● What needs to be done
Using the text below on VA character-of-discharge rules, answer these questions:
1. Which regulation treats acceptance of an undesirable discharge to escape trial by general court-martial as a discharge under dishonorable conditions?
2. Under what standard of review does the Court review the Board's factual decision on whether a veteran was insane at the time of an offense?
3. What kind of evidence is required to establish a diagnosis of insanity?

BEGIN Text

While no statute or regulation generally states that dishonorable conditions are equivalent to conditions other than honorable, section 3.12(d)(4) states as follows:
(d) A discharge or release because of one of the offenses specified in this paragraph is considered to have been issued under dishonorable conditions.
. . .
(4) Willful and persistent misconduct. This includes a discharge under other than honorable conditions, if it is determined that it was issued because of willful and persistent misconduct. A discharge because of a minor offense will not, however, be considered willful and persistent misconduct if service was otherwise honest, faithful and meritorious.
The law, however, contains an exception that “if it is established to the satisfaction of the Secretary that, at the time of the commission of an offense leading to a person’s court-martial, discharge, or resignation, that person was insane, such person shall not be precluded from benefits under laws administered by the Secretary.” 38 U.S.C. § 5303(b); 38 C.F.R. § 3.12(b).
VA regulations define an insane person as one who, while not mentally defective or constitutionally psychopathic, exhibits, due to disease, a more or less prolonged deviation from his normal method of behavior; or who interferes with the peace of society; or who has so departed (become antisocial) from the accepted standards of the community to which by birth and education he belongs as to lack the adaptability to make further adjustment to the social customs of the community in which he resides.” 38 C.F.R. § 3.354(a); see Zang v. Brown, 8 Vet. App. 246, 253 (1995) (stating that phrase “due to disease” applies to all three circumstances provided in section 3.354(a)); see also VA Gen. Coun. Prec. 20-97 (May 22, 1997) (clarifying VA’s definition of insanity). Although insanity need not be causally connected to the misconduct that led to the discharge, it must be concurrent with that misconduct and requires competent medical evidence to establish a diagnosis. Beck v. West, 13 Vet. App. 535, 539 (2000); Zang, 8 Vet. App. at 254-55; 38 C.F.R. § 3.354(a).
When determining whether a veteran was insane at the time of an offense, the rating agency “will base its decision on all the evidence procurable relating to the period involved.” 38 C.F.R. § 3.354(b). The Court reviews the Board’s factual decision in this regard under the “clearly erroneous” standard of review. 38 U.S.C. § 7261(a)(4); Beck, 13 Vet. App. at 539; Gilbert v. Derwinski, 1 Vet. App. 49, 52-53 (1990).
Acceptance of an undesirable discharge to escape trial by general court-martial is considered a discharge or release “under dishonorable conditions.” 38 C.F.R. § 3.12(d)(1). Such a discharge generally “is a bar to the payment of benefits.” 38 C.F.R. § 3.12(b). Further, an honorable or general discharge awarded under the Department of Defense’s special discharge review program (“SDRP”) generally “does not remove any bar to benefits.” 38 C.F.R. § 3.12(h). When a veteran has multiple periods of service, it is the character of service for the period in which the medical condition arises that determines eligibility.

END Text
BEGIN Information shown

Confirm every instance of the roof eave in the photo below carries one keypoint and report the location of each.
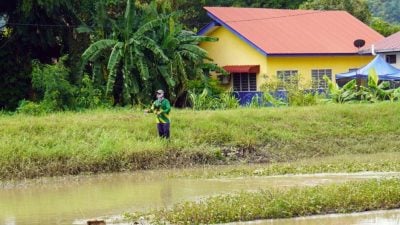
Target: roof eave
(219, 21)
(317, 54)
(208, 28)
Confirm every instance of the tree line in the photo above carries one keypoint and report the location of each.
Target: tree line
(75, 54)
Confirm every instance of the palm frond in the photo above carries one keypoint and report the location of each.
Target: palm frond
(112, 66)
(153, 46)
(166, 75)
(151, 25)
(94, 49)
(143, 68)
(194, 49)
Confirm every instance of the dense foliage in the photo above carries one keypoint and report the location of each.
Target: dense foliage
(386, 9)
(132, 47)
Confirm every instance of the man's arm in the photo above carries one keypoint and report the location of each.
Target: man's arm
(167, 106)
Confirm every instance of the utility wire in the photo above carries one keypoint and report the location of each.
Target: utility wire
(274, 17)
(230, 21)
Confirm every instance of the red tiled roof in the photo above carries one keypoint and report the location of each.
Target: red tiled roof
(242, 68)
(281, 31)
(389, 44)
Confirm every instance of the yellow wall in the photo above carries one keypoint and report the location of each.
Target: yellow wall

END Information shown

● Answer to this exercise
1. 38 C.F.R. § 3.12(d)(1).
2. The "clearly erroneous" standard.
3. Competent medical evidence.